Фрагмент текста:
Читать книгу Эрнест Хемингуэй: за фасадом великого мифа - Альберик Д'Ардивилье - Страница 4
Глава 1
Детство в Мичигане
ОглавлениеОук-Парк – Отец и сын – Озеро Валлун – Индейский поселок – На Биг-Ривер – Ник Адамс – Канзас-Сити
ОУК-ПАРК, ЧТО В ИЛЛИНОЙСЕ, – это городок «широких газонов и узких лбов»… И именно там Эрнест Хемингуэй родился 21 июля 1899 года – в этом маленьком пригороде, расположенном в нескольких километрах от Чикаго. Атмосфера там была, скажем так, весьма консервативная: сады в хорошем состоянии, много церквей, евреи ведут себя скромно, черных вообще нет, алкоголь практически отсутствует. Дома в викторианском стиле четко выровнены вдоль идеально прямых улиц. Итак, 21 июля, в восемь утра, по адресу № 439 по Норт-Оук-Парк-Авеню, Грейс Хемингуэй родила своего первого сына в доме своего отца, Эрнеста Холла. Это был большой белый дом с башенками и верандой, дом в стиле своих владельцев: традиционный и буржуазный. Именно здесь Эрнест провел первые годы своей жизни, годы без драм или мучений, которые позволят ему позднее сказать: «Я не помню ни одного несчастливого дня! Я не был уж очень хорош в футболе, но разве это несчастливое детство?»
Достойная представительница своего города, Грейс в глазах соседей слыла прогрессисткой, идеи которой вызывали подозрения. После обучения пению в Нью-Йорке она начала карьеру певицы контральто и даже добралась до Мэдисон-Сквер-Гардена в 1895 году. К сожалению, плохое здоровье (ее глаза, похоже, не выносили яркого света проекторов…) и брак с молодым доктором Кларенсом Хемингуэем притормозили ее карьеру, которую и без того трудно было бы назвать многообещающей. Но вовсе не ее художественные наклонности в основном шокировали окружающих, а показная симпатия к книгам Джейн Адамс, лидера христианского социализма, а также верность идеям суфражисток, боровшихся за предоставление женщинам избирательных прав. К счастью, Грейс была доброй христианкой, даже добросовестной, она принесла свои музыкальные таланты на службу хора приходской церкви, и все было хорошо.
Уверенная в своих идеях и гордящаяся своими убеждениями, Грейс настоятельно рекомендовала молодому Эрнесту пойти по ее стопам. И пусть хор и виолончель, похоже, не слишком возбуждали его, Эрнест, без сомнения, воспользуется позднее образованием, буквально навязанным ему его матерью, регулярно водившей его в оперу или в Художественный институт Чикаго.

Строки данных:
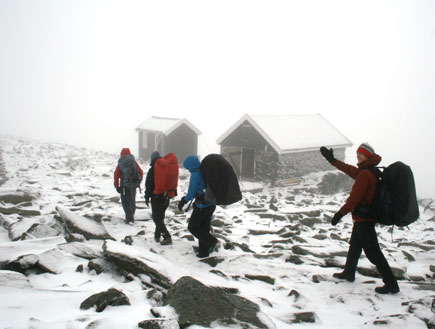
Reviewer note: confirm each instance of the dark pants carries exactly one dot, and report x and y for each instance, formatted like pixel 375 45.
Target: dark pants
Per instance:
pixel 364 238
pixel 199 226
pixel 128 199
pixel 159 204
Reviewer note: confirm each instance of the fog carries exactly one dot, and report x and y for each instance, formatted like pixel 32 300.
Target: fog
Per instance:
pixel 88 73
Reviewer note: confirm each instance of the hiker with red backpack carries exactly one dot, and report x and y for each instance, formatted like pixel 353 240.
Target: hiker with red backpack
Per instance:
pixel 363 233
pixel 162 171
pixel 200 220
pixel 127 178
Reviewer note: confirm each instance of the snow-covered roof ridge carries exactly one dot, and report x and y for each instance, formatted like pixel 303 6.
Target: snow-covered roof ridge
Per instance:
pixel 165 125
pixel 293 132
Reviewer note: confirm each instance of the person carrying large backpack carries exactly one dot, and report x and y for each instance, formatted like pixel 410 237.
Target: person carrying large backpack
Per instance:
pixel 363 233
pixel 159 195
pixel 200 220
pixel 127 178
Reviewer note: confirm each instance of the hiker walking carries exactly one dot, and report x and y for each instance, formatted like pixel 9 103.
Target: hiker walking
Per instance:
pixel 199 222
pixel 159 203
pixel 363 233
pixel 127 177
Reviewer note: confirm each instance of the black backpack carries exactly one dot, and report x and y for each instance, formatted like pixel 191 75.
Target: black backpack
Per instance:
pixel 221 181
pixel 130 176
pixel 395 200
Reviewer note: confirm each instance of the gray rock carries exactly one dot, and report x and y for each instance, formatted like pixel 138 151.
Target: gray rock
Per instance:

Задачи:
- A) Когда, согласно фрагменту о детстве Хемингуэя, он родился (дата и час)?
- B) Продолжите фрагмент о детстве Хемингуэя в Оук-Парке, начав сразу после его последнего предложения.

Итоговые результаты:
- A) 21 июля 1899 года, в восемь утра.

- B)
Тем не менее с течением времени, несмотря на многие признаки взаимной привязанности, их отношения сошли на нет. Все, похоже, началось со смерти дедушки Эрнеста по материнской линии. С помощью оставшегося после него наследства Грейс построила, в соответствии с его планами, новый дом на Кенилворт-авеню. Дом в новом стиле, автором которого считался Фрэнк Ллойд Райт, создатель «домов прерий»[4]. Фасады под мрамор, музыкальный салон на балконе, кабинет для мужа и отдельная комната для каждого из шести детей – новый дом Хемингуэев отражал все социальные устремления его хозяйки. А она, все более и более занятая своими художественными и религиозными делами, постепенно вообще забросила материнские обязанности, доверив все горничной, няне и своему супругу, который стал отвечать за покупки и за кухню.
Не будучи еще в состоянии это четко сформулировать, Эрнест, видимо, плохо переносил вид отца, слишком сентиментального, чтобы быть сильным, менее удачливого, чем его властная жена, которой он уступил роль главы семьи. Плюс у него возникало все больше и больше обид на морализаторство матери. В письме из Канзас-Сити от 16 января 1918 года Хемингуэй не без некоторого волнения пытался успокоить мать: «Не огорчайся, не плачь и не беспокойся, что я перестал быть хорошим христианином. Я такой же, как прежде, молюсь каждый вечер и верую так же крепко. То, что я – веселый христианин, не должно тебя беспокоить […] Я никогда не спрашивал Билла [Смита], какую церковь он посещает, потому что это не имеет значения. Мы оба верим в Бога и Иисуса Христа. Я прошу тебя, не начинай критиковать моих лучших друзей»[5].
Окончательный раскол между матерью и сыном оформился после самоубийства отца в 1928 году. Хемингуэй не находил в себе больше сил сдерживаться – и теперь корил ее за эгоизм и нерациональные расходы, в то время как его отец испытывал серьезные финансовые трудности. По свидетельству Чарльза Т. Лэнхема, с которым Хемингуэй позднее будет работать в Красном Кресте, он больше не называл свою мать иначе, чем that bitch, «эта сука».
* * *
С отцом все обстояло совсем по-другому. Там не было никакого скрытого соперничества или какого-то давления, а имело место скорее соучастие, которому Хемингуэй будет оставаться верным до конца жизни. Конечно же, Кларенс воспринимал рождение своего первого сына как повод для гордости, но еще и как освобождение. С ним, с сыном, можно было наконец-то бежать от матриархата Оук-Парка и разделить свою привязанность к природе.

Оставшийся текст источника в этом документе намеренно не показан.